### TASK REQUIREMENTS
Search the records for lines that contain the word "Target". Copy them all.

### Dataset entries
····················
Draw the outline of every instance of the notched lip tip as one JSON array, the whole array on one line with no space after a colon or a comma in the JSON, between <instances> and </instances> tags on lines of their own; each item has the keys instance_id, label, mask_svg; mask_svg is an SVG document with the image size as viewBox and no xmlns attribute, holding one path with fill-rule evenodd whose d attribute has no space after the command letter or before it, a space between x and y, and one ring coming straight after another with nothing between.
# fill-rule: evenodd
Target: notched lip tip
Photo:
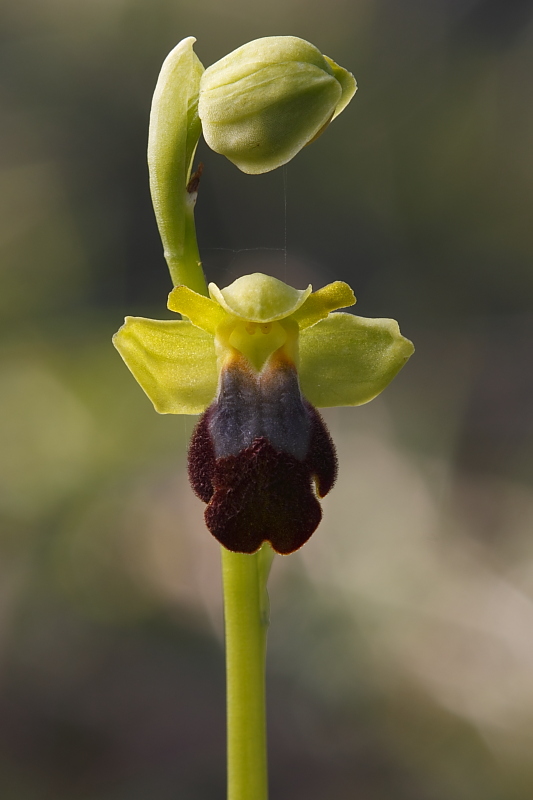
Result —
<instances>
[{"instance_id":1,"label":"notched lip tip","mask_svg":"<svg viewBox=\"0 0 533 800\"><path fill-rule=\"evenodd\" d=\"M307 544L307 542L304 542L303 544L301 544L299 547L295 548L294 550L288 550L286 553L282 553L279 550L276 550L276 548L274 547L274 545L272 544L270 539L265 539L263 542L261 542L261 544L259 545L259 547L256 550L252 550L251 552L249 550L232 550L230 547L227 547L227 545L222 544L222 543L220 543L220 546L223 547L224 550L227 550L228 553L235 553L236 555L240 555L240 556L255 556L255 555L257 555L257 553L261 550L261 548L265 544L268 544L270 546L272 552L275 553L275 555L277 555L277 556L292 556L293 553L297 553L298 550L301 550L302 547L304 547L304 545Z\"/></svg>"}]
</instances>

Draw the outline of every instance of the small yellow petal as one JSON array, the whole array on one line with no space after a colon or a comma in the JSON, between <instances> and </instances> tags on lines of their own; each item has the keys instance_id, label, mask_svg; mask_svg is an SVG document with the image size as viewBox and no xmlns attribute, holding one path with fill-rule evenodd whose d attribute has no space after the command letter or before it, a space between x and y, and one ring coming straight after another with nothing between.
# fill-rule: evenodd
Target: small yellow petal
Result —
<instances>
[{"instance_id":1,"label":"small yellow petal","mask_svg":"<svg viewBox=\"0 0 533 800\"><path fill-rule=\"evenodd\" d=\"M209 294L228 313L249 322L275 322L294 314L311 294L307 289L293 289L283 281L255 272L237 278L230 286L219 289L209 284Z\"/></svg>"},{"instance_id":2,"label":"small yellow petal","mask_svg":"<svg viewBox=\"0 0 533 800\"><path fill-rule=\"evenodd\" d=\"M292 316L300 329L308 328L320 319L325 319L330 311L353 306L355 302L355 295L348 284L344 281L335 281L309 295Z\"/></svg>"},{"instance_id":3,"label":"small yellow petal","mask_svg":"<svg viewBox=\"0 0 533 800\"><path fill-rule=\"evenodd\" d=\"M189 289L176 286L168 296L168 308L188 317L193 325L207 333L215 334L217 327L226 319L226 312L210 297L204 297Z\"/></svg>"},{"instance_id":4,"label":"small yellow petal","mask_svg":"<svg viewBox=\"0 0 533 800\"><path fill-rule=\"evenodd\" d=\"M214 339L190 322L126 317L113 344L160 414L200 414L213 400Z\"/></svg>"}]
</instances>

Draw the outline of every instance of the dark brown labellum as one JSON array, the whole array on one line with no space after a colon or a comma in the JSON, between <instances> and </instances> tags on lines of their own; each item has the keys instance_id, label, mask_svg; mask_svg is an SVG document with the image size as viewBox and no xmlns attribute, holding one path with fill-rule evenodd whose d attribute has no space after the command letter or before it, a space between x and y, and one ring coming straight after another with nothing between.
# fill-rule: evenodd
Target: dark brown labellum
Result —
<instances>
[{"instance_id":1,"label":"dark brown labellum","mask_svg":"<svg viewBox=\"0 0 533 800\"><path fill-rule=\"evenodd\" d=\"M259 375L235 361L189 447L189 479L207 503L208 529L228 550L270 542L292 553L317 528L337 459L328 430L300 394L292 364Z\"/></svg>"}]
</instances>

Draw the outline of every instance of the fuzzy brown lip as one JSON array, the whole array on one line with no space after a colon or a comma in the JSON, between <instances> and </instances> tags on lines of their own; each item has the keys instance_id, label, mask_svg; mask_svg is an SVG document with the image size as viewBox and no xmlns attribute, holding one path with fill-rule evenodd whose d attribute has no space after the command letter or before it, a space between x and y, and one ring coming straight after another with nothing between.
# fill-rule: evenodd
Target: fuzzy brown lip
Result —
····················
### ANSWER BOX
Target: notched lip tip
Target: small yellow petal
Target: dark brown labellum
Target: fuzzy brown lip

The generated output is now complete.